Report every line of the entries below that contains the word "cliff", copying each one in full and treating uppercase and lowercase as different.

::::

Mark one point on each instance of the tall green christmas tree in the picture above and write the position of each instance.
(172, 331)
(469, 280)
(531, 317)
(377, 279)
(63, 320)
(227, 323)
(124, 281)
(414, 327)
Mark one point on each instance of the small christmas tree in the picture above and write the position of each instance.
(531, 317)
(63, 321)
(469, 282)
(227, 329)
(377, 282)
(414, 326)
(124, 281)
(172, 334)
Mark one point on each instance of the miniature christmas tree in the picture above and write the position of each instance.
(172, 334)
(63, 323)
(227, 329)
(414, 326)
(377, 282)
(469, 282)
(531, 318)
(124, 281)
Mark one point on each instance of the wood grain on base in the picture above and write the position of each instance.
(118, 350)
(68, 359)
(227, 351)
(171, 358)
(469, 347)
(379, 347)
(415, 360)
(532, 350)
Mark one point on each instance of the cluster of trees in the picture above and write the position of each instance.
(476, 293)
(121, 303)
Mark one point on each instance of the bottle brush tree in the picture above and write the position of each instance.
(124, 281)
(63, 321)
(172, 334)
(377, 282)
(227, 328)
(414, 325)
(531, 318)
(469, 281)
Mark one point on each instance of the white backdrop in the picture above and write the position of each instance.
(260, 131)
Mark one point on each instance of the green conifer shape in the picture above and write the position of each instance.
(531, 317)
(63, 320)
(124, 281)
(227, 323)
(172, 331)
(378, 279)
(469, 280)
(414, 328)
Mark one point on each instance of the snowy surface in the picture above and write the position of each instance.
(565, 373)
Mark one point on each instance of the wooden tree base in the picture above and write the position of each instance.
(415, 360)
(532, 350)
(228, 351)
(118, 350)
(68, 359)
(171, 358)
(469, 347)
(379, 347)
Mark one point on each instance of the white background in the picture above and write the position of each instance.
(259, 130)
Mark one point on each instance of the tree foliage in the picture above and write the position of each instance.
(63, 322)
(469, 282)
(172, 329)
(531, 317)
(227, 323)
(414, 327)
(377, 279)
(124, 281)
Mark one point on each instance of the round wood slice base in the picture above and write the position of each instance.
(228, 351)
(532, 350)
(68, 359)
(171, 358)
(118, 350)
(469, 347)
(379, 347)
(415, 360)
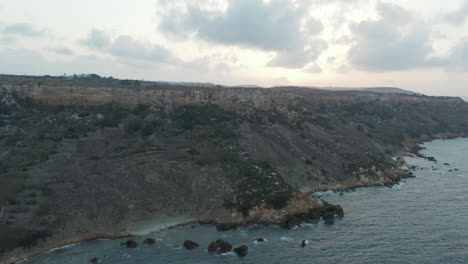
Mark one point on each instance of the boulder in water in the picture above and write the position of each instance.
(331, 208)
(292, 221)
(149, 241)
(241, 251)
(225, 226)
(303, 216)
(189, 244)
(220, 247)
(315, 214)
(329, 217)
(130, 243)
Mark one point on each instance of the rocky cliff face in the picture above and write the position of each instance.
(80, 158)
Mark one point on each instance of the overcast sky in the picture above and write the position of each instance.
(421, 45)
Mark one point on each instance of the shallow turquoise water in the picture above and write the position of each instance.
(422, 220)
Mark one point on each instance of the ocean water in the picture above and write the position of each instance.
(421, 220)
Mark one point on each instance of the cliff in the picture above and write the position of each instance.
(87, 157)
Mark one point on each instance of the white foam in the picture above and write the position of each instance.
(228, 254)
(62, 247)
(257, 242)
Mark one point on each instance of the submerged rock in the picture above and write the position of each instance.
(331, 208)
(149, 241)
(241, 251)
(292, 221)
(315, 214)
(129, 243)
(189, 244)
(303, 216)
(329, 217)
(225, 226)
(220, 247)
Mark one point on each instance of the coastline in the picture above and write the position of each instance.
(411, 146)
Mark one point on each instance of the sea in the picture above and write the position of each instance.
(419, 220)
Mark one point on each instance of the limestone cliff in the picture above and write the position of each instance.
(81, 158)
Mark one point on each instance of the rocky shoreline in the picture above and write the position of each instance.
(301, 209)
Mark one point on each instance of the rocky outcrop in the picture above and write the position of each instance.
(241, 251)
(130, 243)
(226, 226)
(149, 241)
(220, 247)
(189, 244)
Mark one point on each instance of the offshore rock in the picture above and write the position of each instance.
(189, 244)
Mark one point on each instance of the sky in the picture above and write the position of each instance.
(419, 45)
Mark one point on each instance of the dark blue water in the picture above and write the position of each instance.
(423, 220)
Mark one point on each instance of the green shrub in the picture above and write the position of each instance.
(279, 200)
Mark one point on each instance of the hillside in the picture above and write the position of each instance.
(83, 158)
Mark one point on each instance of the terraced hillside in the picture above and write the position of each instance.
(92, 162)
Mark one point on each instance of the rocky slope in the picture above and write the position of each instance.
(81, 158)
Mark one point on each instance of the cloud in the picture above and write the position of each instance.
(127, 47)
(97, 39)
(23, 29)
(457, 60)
(62, 51)
(395, 42)
(21, 61)
(273, 26)
(314, 68)
(458, 17)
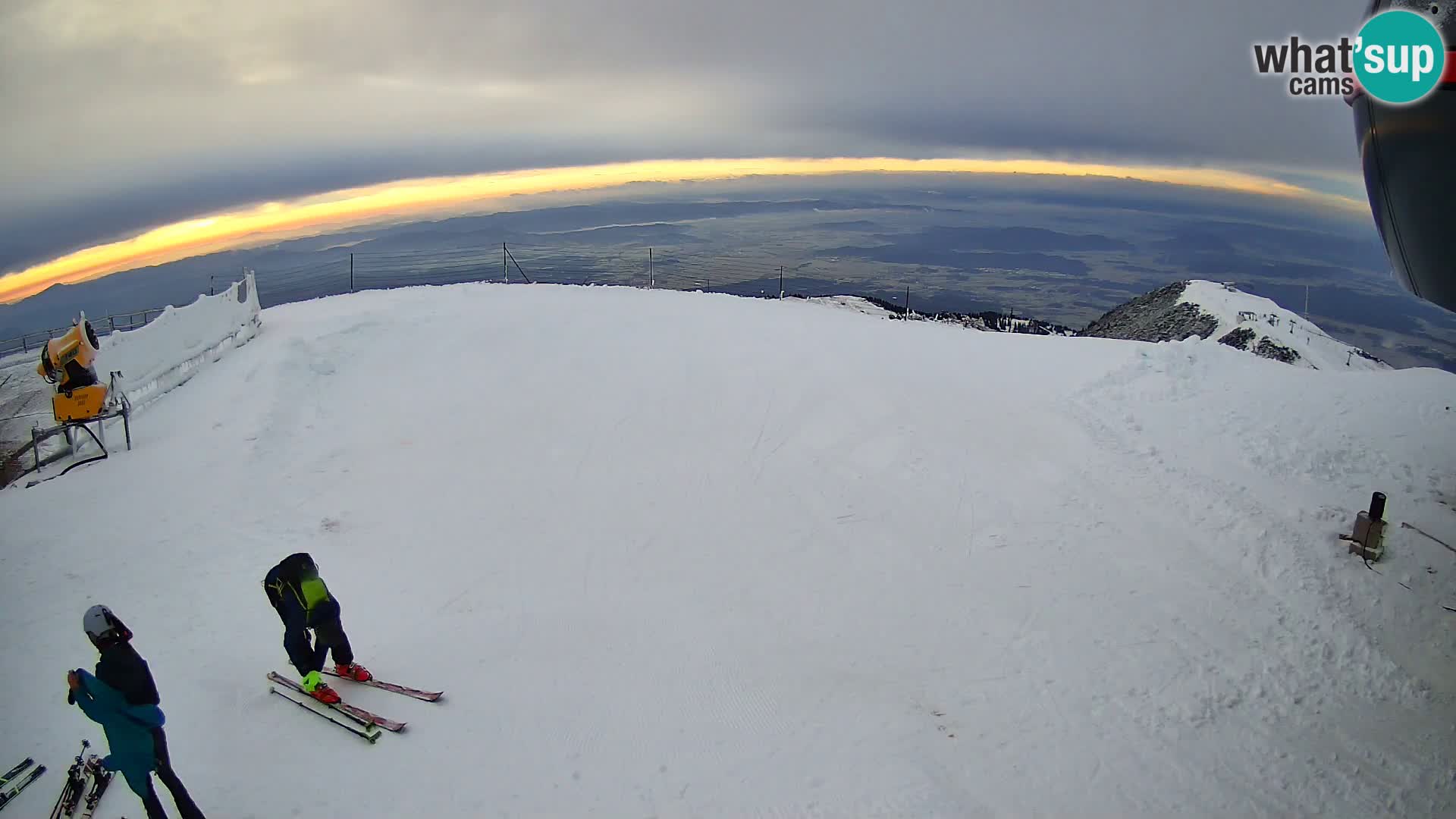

::::

[COMPLETE ANSWER]
Mark one point on each instance of the rocky cliff face in the picture above and write the position of each instance.
Mark one point on each instance of the cliff in the picture above and write the position of each instance.
Mark one point on each instance of the limestone cliff in the picture above and write the position of each instance.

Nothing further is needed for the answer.